Text excerpt
--------

Six Texas Pharmacy Owners and Marketers Charged in $14 Million Kickback Scheme
Six Dallas, Texas-area pharmacy owners and marketers were charged in a superseding indictment today for their roles in a scheme involving compound drug claims to TRICARE and the U.S. Department of Labor (DOL), the vast majority of which were the product of over $14 million in illegal kickbacks and bribes.
Assistant Attorney General Brian A. Benczkowski of the Justice Department’s Criminal Division, Special Agent in Charge Michael Mentavlos of the Defense Criminal Investigative Service (DCIS) Southwest Field Office and Special Agent in Charge Steven Grell of the U.S. Department of Labor - Office of Inspector General’s (DOL-OIG) Dallas Region made the announcement.
Richard Hall, 50; Scott Schuster, 48; Dustin Rall, 45; and George Lock Paret, 36, all of Fort Worth, Texas; Johnathan Le, 44, of Dallas, Texas; and Quintan Cockerell, 38, of Manhattan Beach, California, were each charged in a superseding indictment filed May 13 in the Northern District of Texas with the following: conspiracy to defraud the United States and pay and receive kickbacks (Hall, Schuster, Rall, Paret, Le and Cockerell); paying and/or receiving kickbacks (Hall, Schuster, Rall, and Le with four counts, Cockerell with one count); conspiracy to commit money laundering by concealing proceeds of the unlawful kickbacks (Schuster and Rall); conspiracy to commit money laundering by engaging in monetary transactions in criminally derived property (Hall, Schuster, Rall, and Cockerell); and engaging in monetary transactions in criminally derived property (Hall with one count, Schuster and Rall with two counts and Cockerell with three counts).

--------

Dataset content

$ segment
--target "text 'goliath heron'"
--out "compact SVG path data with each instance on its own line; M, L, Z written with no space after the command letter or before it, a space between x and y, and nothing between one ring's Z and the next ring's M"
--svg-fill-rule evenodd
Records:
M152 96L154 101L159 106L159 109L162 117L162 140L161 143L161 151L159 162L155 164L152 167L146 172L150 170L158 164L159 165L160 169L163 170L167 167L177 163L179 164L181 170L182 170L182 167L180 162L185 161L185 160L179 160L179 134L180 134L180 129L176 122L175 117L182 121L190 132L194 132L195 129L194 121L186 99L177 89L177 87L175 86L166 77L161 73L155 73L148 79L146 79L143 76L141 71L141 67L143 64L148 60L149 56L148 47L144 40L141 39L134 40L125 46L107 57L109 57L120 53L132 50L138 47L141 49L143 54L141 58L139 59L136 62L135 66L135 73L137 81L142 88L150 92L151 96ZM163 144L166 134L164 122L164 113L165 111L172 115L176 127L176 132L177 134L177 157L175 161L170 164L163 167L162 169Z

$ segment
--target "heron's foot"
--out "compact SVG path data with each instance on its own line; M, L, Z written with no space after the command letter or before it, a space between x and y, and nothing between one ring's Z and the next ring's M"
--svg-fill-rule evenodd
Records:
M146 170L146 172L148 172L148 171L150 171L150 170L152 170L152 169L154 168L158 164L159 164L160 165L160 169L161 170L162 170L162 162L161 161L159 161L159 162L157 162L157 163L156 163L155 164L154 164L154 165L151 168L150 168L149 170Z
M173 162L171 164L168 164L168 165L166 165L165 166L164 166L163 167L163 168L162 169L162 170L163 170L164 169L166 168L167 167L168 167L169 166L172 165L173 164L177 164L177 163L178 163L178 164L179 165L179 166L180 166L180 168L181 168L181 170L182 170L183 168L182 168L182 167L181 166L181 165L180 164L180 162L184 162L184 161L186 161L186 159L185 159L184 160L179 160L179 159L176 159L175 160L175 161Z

--------

Work required
Duplicate the passage of the kickback scheme announcement above, starting with "Six Texas Pharmacy" and going on through "made the announcement.".

Solution
Six Texas Pharmacy Owners and Marketers Charged in $14 Million Kickback Scheme
Six Dallas, Texas-area pharmacy owners and marketers were charged in a superseding indictment today for their roles in a scheme involving compound drug claims to TRICARE and the U.S. Department of Labor (DOL), the vast majority of which were the product of over $14 million in illegal kickbacks and bribes.
Assistant Attorney General Brian A. Benczkowski of the Justice Department’s Criminal Division, Special Agent in Charge Michael Mentavlos of the Defense Criminal Investigative Service (DCIS) Southwest Field Office and Special Agent in Charge Steven Grell of the U.S. Department of Labor - Office of Inspector General’s (DOL-OIG) Dallas Region made the announcement.